── Input for this task ──
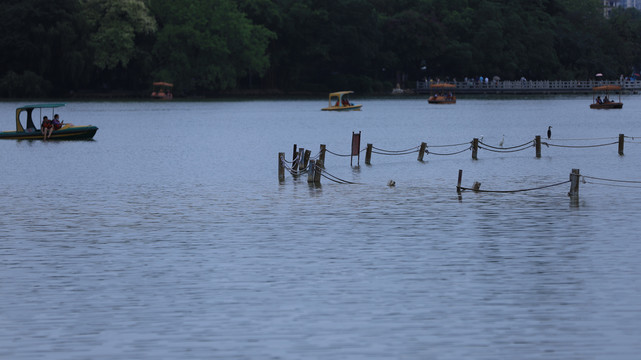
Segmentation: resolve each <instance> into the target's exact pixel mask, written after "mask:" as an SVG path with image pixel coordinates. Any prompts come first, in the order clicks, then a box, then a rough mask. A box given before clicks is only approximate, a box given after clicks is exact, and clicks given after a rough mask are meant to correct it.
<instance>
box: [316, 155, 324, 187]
mask: <svg viewBox="0 0 641 360" xmlns="http://www.w3.org/2000/svg"><path fill="white" fill-rule="evenodd" d="M321 171H323V162H322V161H321V160H318V161H316V170H314V184H317V185H320V176H321Z"/></svg>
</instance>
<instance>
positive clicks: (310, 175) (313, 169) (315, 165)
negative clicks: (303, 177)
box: [307, 160, 316, 184]
mask: <svg viewBox="0 0 641 360" xmlns="http://www.w3.org/2000/svg"><path fill="white" fill-rule="evenodd" d="M315 170H316V160H310V161H309V167H308V168H307V183H308V184H310V183H313V182H314V177H315V176H316V174H315V173H314V171H315Z"/></svg>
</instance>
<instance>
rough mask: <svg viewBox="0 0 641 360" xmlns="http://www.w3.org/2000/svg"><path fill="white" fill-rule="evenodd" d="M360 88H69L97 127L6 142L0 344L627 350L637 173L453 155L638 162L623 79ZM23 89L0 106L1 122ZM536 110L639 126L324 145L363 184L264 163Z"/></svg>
mask: <svg viewBox="0 0 641 360" xmlns="http://www.w3.org/2000/svg"><path fill="white" fill-rule="evenodd" d="M353 100H355V102H357V103H362V104H363V111H361V112H351V113H330V112H321V111H320V108H321V107H323V106H325V105H326V100H325V99H319V100H298V101H294V100H292V101H216V102H181V101H174V102H73V103H69V104H67V106H66V107H65V108H62V109H59V113H60V114H61V117H62V119H63V120H65V121H67V122H73V123H75V124H78V125H82V124H91V125H96V126H98V127H99V128H100V129H99V130H98V133H97V134H96V137H95V140H94V141H90V142H54V141H50V142H42V141H34V142H26V141H22V142H19V141H14V140H4V141H1V142H0V152H1V153H2V156H0V166H1V169H2V172H1V175H0V192H1V193H2V203H1V204H0V229H1V230H2V240H1V241H0V294H1V297H0V358H2V359H115V358H120V359H148V358H153V359H179V358H181V359H182V358H189V359H212V358H218V359H638V358H639V354H640V353H641V341H640V339H641V277H640V276H639V274H640V273H641V265H640V264H641V262H640V261H639V258H640V257H641V243H640V242H639V234H641V223H640V222H639V215H640V210H641V205H640V204H641V184H636V183H608V185H616V186H606V185H602V184H595V183H594V182H596V181H592V182H588V183H586V184H581V186H580V197H579V198H578V199H574V200H572V199H570V198H569V197H568V196H567V192H568V190H569V185H568V184H564V185H561V186H557V187H550V188H545V189H541V190H537V191H531V192H522V193H517V194H502V193H501V194H496V193H468V192H465V193H463V195H462V197H461V198H459V197H458V196H457V194H456V191H455V186H456V180H457V175H458V170H459V169H462V170H463V171H464V173H463V185H464V186H471V185H472V183H473V182H474V181H479V182H481V183H482V189H486V190H514V189H526V188H533V187H539V186H542V185H548V184H553V183H558V182H562V181H565V180H567V179H568V174H569V173H570V171H571V169H573V168H578V169H580V170H581V173H582V174H585V175H588V176H593V177H601V178H608V179H618V180H633V181H639V180H641V166H640V165H639V164H640V159H641V126H640V125H639V114H641V98H639V96H628V97H626V98H624V102H625V106H624V108H623V109H622V110H614V111H595V110H590V109H589V108H588V103H589V102H590V98H589V97H587V98H586V97H585V96H567V97H531V98H518V99H517V98H503V99H500V98H499V99H492V98H489V99H485V98H467V99H466V98H461V99H460V101H459V103H458V104H456V105H455V106H434V105H432V106H430V105H428V104H427V101H425V99H422V98H421V99H418V98H413V99H407V98H394V99H362V100H360V101H359V100H358V99H356V98H355V99H353ZM28 102H29V101H27V102H26V103H28ZM20 105H23V103H13V102H2V103H0V114H4V117H3V120H2V124H3V125H2V126H1V127H2V129H3V130H10V129H12V128H13V127H14V120H13V116H14V115H13V114H14V113H15V108H16V107H18V106H20ZM45 114H47V115H49V113H43V114H42V115H45ZM548 125H552V127H553V128H552V130H553V141H552V142H553V143H554V142H555V141H556V143H557V144H564V145H587V144H604V143H609V142H613V141H616V138H617V137H618V134H625V135H627V136H630V137H634V136H639V139H640V140H639V141H638V142H636V140H634V139H632V138H628V139H626V147H625V156H619V155H618V154H617V146H616V145H609V146H603V147H594V148H581V149H577V148H560V147H549V148H548V147H545V146H544V147H543V149H542V153H543V156H542V157H541V158H540V159H537V158H535V152H534V148H530V149H528V150H526V151H521V152H514V153H494V152H490V151H487V150H480V151H479V159H478V160H477V161H474V160H472V159H471V152H470V151H467V152H464V153H462V154H458V155H452V156H437V155H432V154H430V155H427V156H426V157H425V161H424V162H422V163H421V162H418V161H417V160H416V157H417V154H416V153H414V154H410V155H402V156H383V155H380V154H374V155H373V157H372V164H371V165H365V164H364V153H363V157H362V158H361V159H360V166H358V167H357V166H354V167H350V159H349V158H347V157H339V156H334V155H331V154H328V155H327V158H326V166H327V171H328V172H329V173H331V174H333V175H335V176H337V177H339V178H341V179H345V180H349V181H352V182H358V183H359V184H358V185H342V184H335V183H332V182H330V181H327V179H323V180H322V181H323V183H322V185H321V186H320V187H314V186H309V185H308V184H307V182H306V178H301V179H294V178H292V177H291V176H290V175H289V174H287V176H286V180H285V182H284V183H282V184H279V183H278V177H277V156H278V153H279V152H285V153H286V156H287V159H288V160H291V156H292V155H291V152H292V146H293V144H298V146H301V147H304V148H306V149H310V150H312V152H313V155H315V154H316V153H317V152H318V149H319V145H320V144H326V145H327V148H328V149H329V150H330V151H333V152H335V153H337V154H348V153H349V150H350V144H351V134H352V131H357V132H358V131H361V132H362V137H363V140H362V145H361V147H362V148H365V144H366V143H372V144H373V145H374V146H375V147H377V148H380V149H385V150H403V149H408V148H413V147H415V146H418V145H419V144H420V143H421V142H422V141H425V142H427V143H428V145H446V144H458V143H465V142H469V141H471V140H472V138H474V137H481V136H482V137H483V141H484V142H485V143H487V144H489V145H492V146H498V144H499V142H500V141H501V139H504V142H505V143H504V146H505V147H510V146H515V145H519V144H522V143H525V142H528V141H530V140H532V139H533V138H534V136H535V135H545V131H546V130H547V127H548ZM564 139H593V140H564ZM457 149H460V148H436V147H434V148H429V150H430V151H432V152H436V153H445V152H448V151H453V150H457ZM354 162H355V163H356V159H354ZM389 180H394V181H396V186H395V187H388V186H386V184H387V182H388V181H389ZM622 185H625V186H626V187H623V186H622Z"/></svg>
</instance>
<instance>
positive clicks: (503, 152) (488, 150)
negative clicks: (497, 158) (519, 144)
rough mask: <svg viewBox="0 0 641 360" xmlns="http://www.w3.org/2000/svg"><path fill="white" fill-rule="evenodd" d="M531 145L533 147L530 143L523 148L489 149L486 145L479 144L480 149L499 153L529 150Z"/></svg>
mask: <svg viewBox="0 0 641 360" xmlns="http://www.w3.org/2000/svg"><path fill="white" fill-rule="evenodd" d="M530 147H532V145H528V147H525V148H522V149H516V150H504V151H500V150H494V149H488V148H486V147H481V146H479V149H483V150H487V151H491V152H497V153H510V152H517V151H523V150H527V149H528V148H530Z"/></svg>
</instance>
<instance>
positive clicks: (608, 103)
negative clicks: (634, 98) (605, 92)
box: [590, 103, 623, 109]
mask: <svg viewBox="0 0 641 360" xmlns="http://www.w3.org/2000/svg"><path fill="white" fill-rule="evenodd" d="M621 108H623V103H607V104H596V103H595V104H590V109H621Z"/></svg>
───
§ **Problem**: Go through the data and show every line where "positive" occurs.

§ **The completed task**:
positive clicks: (310, 175) (313, 169) (315, 165)
positive clicks: (503, 152) (488, 150)
positive clicks: (608, 103)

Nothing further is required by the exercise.